→ **Extract**:
# new boat !!!



## The Fever (Jun 23, 2009)

Dad just bought a 20 foot dual console proline and we are so tickled with it. We have taken it out a few times and just ordered a GPS for it. We have always fished the creeks in a john boat and are dying for some big fish and maybe to go out of the sound and catch some new things....Ok this is where yall come in. We are located in st andrews sound, i have NO idea how to fish outside the creeks and i would love to catch some amberjacks, cobia, maybe go offshore some and catch some grouper...idk just something besides creek fishin....How do i go about doing this and if yall would be so kind could yall share some spots? just a general idea...u dont have to post it up here you can PM it to me if you dont want others to know i just really want to catch some fish and i havent been out enough to know at all what im doing....thanks for all the help...


----------



## capt stan (Jun 23, 2009)

CONGRATS ON THE NEW BOAT!!

If you are going to start offshore make sure you have a good working VHF raido, extra battery, jumpercables, extra oil(2stroke)NEVERleave with out a FULL fuel tank and SEATOW besides all the other required safety gear.

Heres some numbers that should get you on plenty of fish...


http://crd.dnr.state.ga.us/content/displaycontent.asp?txtDocument=9


----------



## The Fever (Jun 23, 2009)

you are a LIFE saver...i would have never found that...thats a great start...thanks stan


----------



## GONoob (Jun 23, 2009)

I wouldn't go out very far with 1 outboard.


----------



## vee dub (Jun 23, 2009)

if you are just out of brunswick try reaching out to hogans marina on wilmington island [sav] there is a capt. out of there that has lorance chips you can buy full of way points. we bought the inshore and the offshore and both have helped out alot.


----------



## G Duck (Jun 23, 2009)

I would order a garmin directly from Ken Doss aka Hobo on here. He will install, and has chips, #s for this area.
BTW Sweet boat.


----------



## wmaybin (Jun 23, 2009)

I know alot of people that go offshore with one engine, course then I have followed a buddy of mine in his 18ft flats boat 30+ miles off in my 21 foot bay.   who knows, get a sea tow membership for sure.


----------



## d-a (Jun 23, 2009)

Yea the single engine wouldn't scare me from running out to where i needed, but that small of a boat would. You have to watch the weather very carefully and plan your days accordingly.

→ **Set problem A**:
List every username that appears as a poster in the forum thread, naming each one once.
→ **Set problem B**:
In the records, take the lines from the one containing "For the white lamp" through the end of the records and switch "lamp shade" to "lampshade". Reproduce those lines with no other changes.
The forum thread and the records that follow it are unrelated pieces of material.

→ **Dataset records**:
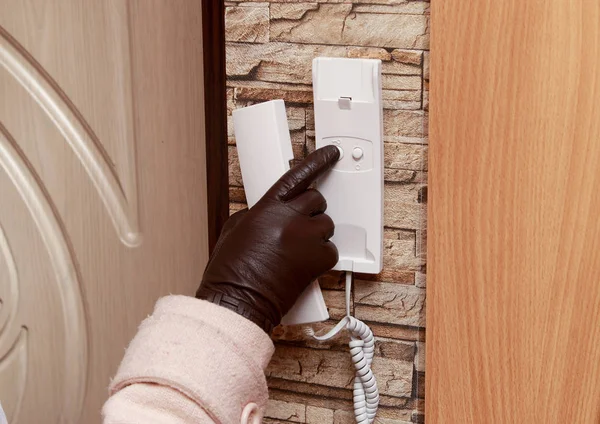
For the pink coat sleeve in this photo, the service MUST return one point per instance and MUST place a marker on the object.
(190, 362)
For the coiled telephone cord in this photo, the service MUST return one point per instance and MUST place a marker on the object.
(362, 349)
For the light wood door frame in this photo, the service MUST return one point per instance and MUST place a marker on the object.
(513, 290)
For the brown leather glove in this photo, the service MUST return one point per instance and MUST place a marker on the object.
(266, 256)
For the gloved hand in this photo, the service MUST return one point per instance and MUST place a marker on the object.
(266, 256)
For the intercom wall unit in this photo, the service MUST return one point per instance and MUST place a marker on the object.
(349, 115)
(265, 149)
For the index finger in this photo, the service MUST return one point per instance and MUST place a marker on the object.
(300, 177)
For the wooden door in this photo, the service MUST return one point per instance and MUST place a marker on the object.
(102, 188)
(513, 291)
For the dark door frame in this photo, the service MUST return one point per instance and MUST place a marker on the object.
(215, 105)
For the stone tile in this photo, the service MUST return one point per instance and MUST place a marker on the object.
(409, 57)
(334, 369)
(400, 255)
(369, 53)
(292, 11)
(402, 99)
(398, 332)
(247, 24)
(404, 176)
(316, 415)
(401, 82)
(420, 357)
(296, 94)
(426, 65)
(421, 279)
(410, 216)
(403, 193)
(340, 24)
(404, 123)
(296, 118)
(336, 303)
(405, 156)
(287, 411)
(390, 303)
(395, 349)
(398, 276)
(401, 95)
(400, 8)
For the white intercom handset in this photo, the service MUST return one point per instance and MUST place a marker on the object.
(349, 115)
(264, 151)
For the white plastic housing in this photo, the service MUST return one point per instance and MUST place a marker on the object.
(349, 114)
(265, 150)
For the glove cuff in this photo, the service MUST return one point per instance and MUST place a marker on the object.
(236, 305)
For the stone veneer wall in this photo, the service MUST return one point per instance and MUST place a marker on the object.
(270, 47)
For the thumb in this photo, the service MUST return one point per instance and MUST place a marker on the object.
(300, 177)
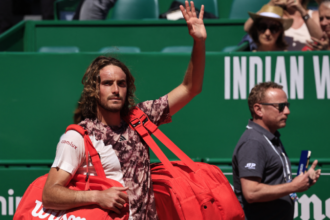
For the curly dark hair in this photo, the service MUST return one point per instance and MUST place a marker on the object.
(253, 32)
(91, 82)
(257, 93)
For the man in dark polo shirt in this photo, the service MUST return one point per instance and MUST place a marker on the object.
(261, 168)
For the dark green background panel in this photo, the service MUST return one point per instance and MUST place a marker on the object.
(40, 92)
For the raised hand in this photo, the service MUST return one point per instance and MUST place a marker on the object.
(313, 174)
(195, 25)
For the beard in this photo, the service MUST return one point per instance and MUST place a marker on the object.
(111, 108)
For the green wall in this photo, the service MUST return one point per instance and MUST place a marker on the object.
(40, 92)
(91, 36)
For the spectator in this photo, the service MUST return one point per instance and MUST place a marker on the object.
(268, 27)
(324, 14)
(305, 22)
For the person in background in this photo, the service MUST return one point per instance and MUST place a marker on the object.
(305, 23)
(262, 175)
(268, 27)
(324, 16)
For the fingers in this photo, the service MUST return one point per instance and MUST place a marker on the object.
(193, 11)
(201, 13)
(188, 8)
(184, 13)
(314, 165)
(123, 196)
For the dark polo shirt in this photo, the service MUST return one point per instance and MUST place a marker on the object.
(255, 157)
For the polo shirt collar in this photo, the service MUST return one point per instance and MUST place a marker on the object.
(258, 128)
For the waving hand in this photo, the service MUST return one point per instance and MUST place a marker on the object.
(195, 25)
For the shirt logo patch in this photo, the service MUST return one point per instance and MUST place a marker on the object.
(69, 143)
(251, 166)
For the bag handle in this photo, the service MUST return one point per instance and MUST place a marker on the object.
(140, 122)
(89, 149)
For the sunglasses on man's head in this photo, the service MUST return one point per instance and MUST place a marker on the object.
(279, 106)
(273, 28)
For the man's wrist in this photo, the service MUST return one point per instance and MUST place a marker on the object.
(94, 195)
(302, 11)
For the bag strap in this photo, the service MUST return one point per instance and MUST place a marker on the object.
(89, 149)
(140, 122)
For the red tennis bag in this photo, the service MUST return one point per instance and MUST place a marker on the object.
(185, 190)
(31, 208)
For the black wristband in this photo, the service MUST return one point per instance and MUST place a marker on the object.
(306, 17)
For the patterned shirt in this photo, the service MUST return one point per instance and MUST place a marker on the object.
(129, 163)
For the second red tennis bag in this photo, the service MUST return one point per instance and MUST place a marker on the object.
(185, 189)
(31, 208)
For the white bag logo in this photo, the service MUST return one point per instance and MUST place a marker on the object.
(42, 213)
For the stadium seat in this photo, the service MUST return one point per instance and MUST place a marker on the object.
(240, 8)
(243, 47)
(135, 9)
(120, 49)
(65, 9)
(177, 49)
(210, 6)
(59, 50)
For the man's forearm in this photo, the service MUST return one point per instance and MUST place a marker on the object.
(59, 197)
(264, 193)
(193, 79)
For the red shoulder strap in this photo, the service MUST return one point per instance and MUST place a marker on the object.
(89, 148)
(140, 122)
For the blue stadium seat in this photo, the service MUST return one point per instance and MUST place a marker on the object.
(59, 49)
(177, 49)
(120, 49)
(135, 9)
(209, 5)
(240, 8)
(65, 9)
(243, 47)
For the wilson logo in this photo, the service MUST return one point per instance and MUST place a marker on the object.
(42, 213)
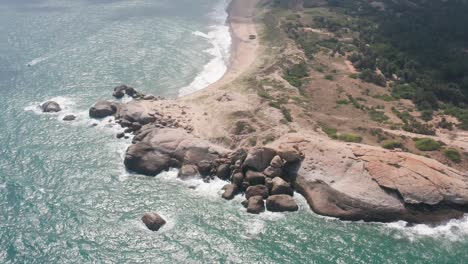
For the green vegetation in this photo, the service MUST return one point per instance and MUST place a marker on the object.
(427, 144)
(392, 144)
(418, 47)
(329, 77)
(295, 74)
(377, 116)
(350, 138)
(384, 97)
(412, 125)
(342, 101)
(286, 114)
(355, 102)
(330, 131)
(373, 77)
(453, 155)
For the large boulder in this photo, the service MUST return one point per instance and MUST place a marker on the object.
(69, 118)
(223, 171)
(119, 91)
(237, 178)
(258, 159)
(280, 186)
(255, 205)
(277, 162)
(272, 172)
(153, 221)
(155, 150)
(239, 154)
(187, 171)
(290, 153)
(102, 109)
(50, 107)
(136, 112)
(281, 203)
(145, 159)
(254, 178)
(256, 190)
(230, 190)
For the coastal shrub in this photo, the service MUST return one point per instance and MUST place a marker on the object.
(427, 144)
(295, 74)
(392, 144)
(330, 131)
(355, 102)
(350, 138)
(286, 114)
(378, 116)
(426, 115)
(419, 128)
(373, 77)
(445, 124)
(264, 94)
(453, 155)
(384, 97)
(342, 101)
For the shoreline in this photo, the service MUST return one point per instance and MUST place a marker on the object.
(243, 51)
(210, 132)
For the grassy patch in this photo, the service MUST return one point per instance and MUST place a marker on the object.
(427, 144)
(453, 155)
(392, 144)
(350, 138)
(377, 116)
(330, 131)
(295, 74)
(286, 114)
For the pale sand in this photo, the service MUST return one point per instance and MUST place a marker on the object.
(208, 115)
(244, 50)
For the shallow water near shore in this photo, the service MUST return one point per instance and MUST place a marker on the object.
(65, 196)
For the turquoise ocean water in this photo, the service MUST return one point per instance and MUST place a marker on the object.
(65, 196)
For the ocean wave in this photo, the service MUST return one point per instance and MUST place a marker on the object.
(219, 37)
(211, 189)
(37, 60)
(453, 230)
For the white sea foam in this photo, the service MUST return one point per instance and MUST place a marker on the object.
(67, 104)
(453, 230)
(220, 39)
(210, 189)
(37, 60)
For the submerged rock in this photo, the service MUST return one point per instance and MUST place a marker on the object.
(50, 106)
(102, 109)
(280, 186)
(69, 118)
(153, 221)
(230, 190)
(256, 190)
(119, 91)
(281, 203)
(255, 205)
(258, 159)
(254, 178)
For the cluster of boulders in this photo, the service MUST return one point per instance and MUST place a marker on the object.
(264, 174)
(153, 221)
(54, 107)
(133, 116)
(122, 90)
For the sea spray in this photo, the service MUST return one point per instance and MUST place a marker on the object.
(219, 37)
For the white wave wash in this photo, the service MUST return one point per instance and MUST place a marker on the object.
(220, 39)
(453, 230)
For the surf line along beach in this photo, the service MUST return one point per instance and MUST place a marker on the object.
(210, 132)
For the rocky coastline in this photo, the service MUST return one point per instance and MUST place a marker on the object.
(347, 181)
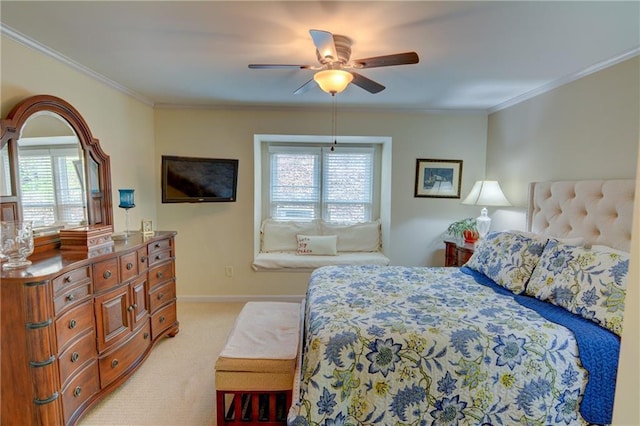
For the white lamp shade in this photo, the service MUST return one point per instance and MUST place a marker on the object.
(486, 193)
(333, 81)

→ **Exercise response A**:
The Fever, capt stan, GONoob, vee dub, G Duck, wmaybin, d-a

→ **Exercise response B**:
For the white lampshade in this photo, the service MUST return one point per instance and MUST place a marker on the object.
(486, 193)
(333, 81)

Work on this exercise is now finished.